EXTRACT TO READ:
# # #
Can ULMFiT be used for semantic similarity?

(Zach Eberhart) #1

I’m currently working on a project where I’m testing various NLP models on the task of semantic similarity.

I know that Word2Vec, GLoVE, FastText, and Google’s USE are all fairly adept at this task but I wanted to try some of the latest SOTA methods. However, when I began trying BERT and ELMo, someone mentioned that those algorithms aren’t meant for semantic similarity.

So if I were to build a LM using ULMFiT and get the embeddings, could I use them to calculate semantic similarity (using cosine similarity, etc)?

Thanks!

2 Likes

(Michael) #2

This could be interesting for you:


With this you can easily get BERT-encoded text and then use the output for a similarity search.

This should also work with ULMFiT, but I haven’t come across a implementation.

1 Like

(Zach Eberhart) #3

Thank you, that is very helpful! I will dig into the code to see what they’re doing and if it’ll transfer to ULMFiT :slight_smile:

0 Likes

(Michael) #4

I also stumpled over this some time ago for similarity search and clustering of dense vectors:

I also remember that Jeremy recommended a python library for this in the past part 2 course, but I didn’t found the name in my notes.

Maybe somebody knows the name of the library?

0 Likes

(Zach Eberhart) #5

So I looked through the code and it doesn’t seem like they are doing anything particularly special (they’re really just providing an API for using BERT embeddings).

Do you know why people don’t recommend using BERT or ELMo for Semantic Similarity? One thing that I’ve read is that they aren’t trained on it, but why can we use FastText then? And how might I train one of these models on similarity?

0 Likes

(Michael) #6

Do you have a source to the discussions on why they don’t recommend it?

I’m not a expert but my guesses would be:

  • Always start with a simple solution first.
  • It will depend highly on the data these models are trained on. If the data is not helping them to learn the similarities it will not work.
  • Using such a big model to get embeddings can be a over-engineered solution.

Before training your own model I would first test for example the BERT-as-a-service model to check for semantic similarities.
# # #
INFORMATION SHOWN:
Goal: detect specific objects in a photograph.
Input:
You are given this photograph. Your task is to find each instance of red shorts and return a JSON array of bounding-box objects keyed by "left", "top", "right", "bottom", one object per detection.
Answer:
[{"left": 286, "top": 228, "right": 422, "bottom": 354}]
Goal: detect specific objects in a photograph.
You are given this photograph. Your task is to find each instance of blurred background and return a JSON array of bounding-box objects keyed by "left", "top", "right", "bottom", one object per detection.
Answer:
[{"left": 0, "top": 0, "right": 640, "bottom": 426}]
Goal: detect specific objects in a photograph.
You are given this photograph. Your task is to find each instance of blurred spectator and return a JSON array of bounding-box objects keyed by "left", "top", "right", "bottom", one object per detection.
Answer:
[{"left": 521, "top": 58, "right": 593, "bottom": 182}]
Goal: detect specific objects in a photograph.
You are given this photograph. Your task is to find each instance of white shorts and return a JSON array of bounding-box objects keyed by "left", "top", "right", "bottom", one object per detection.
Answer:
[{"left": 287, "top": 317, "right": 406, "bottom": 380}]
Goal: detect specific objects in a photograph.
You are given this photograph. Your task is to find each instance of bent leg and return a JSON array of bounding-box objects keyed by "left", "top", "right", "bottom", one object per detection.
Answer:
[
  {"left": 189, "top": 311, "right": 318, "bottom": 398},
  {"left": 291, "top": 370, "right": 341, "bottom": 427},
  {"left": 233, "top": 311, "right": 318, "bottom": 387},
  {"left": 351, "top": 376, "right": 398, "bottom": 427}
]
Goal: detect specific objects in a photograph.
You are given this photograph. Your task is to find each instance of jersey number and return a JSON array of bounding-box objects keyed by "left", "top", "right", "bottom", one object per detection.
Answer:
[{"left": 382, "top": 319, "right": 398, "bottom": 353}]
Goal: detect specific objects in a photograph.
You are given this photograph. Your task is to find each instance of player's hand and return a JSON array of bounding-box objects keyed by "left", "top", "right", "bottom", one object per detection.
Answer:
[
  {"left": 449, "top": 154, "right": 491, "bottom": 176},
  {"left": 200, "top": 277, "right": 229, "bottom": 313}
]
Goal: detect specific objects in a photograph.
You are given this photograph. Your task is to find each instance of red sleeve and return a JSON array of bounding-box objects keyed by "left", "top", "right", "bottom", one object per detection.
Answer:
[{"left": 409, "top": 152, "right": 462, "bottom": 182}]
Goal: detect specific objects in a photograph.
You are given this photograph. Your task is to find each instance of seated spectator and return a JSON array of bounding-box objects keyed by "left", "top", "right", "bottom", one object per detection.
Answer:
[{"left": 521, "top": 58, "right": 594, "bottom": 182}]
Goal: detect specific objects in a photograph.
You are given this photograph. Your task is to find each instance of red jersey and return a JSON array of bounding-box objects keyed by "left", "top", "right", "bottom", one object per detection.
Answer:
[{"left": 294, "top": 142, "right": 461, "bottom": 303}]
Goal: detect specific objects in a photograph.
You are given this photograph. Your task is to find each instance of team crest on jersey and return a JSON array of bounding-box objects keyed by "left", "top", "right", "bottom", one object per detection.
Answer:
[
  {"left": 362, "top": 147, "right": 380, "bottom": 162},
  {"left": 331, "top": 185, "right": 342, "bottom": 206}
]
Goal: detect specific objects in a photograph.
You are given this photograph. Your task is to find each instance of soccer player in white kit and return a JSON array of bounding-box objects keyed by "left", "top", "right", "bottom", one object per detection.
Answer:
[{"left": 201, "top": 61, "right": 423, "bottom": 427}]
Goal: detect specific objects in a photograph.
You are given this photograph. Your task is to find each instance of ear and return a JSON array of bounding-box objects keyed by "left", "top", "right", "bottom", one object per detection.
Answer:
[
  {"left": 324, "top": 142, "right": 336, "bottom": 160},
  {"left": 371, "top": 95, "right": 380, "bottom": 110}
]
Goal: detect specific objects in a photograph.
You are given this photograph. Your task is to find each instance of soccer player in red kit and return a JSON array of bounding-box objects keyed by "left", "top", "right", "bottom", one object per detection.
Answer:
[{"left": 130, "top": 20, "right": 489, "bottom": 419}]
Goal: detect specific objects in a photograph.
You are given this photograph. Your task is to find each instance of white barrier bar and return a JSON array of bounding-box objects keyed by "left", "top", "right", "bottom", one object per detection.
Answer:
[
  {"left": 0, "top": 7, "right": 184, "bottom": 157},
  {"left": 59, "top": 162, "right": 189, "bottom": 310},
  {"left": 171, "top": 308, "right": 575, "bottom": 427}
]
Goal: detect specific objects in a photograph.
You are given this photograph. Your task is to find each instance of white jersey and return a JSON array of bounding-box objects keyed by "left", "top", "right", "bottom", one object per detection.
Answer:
# # #
REQUIRED WORK: Retype the passage of the ULMFiT thread starting at "(Michael) #6" and ending at "a over-engineered solution.", with no changes. The listing is separate material, unconnected to the ULMFiT thread.

THE ANSWER:
(Michael) #6

Do you have a source to the discussions on why they don’t recommend it?

I’m not a expert but my guesses would be:

  • Always start with a simple solution first.
  • It will depend highly on the data these models are trained on. If the data is not helping them to learn the similarities it will not work.
  • Using such a big model to get embeddings can be a over-engineered solution.